● **The data**:
^^^^^^^^
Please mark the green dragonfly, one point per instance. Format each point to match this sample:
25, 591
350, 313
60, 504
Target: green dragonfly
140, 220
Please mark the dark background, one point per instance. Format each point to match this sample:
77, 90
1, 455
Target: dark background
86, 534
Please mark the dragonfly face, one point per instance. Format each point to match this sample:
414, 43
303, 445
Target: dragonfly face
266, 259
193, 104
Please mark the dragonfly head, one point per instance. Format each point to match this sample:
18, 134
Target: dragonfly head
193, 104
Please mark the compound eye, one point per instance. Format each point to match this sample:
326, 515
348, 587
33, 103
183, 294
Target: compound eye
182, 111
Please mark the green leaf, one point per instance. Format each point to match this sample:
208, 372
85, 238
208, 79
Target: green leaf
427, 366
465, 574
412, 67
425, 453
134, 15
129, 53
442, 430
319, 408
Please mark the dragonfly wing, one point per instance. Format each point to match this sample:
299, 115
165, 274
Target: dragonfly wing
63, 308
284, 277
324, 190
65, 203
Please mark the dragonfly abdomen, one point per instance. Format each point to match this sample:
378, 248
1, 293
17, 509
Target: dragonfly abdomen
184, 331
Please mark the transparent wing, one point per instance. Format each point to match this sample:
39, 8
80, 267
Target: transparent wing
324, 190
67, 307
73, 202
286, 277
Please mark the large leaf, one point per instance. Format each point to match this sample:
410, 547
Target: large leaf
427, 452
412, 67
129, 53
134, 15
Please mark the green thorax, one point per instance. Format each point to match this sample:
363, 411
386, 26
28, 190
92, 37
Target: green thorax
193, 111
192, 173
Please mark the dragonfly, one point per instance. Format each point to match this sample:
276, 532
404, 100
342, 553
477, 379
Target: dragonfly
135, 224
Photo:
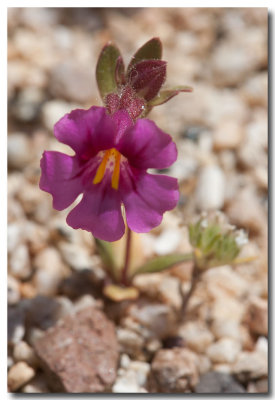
^^^^^^^^
● **What the task requires**: Starting with the line that holds "Target: green thorax", print each line through the last one of the data exactly as written, but do not include the pictures.

● **Response box**:
Target: green thorax
193, 111
192, 173
Please mark the dragonfly, one point per instance. Format each point to match this sample:
276, 532
404, 100
342, 553
477, 379
Target: dragonfly
135, 224
Photo:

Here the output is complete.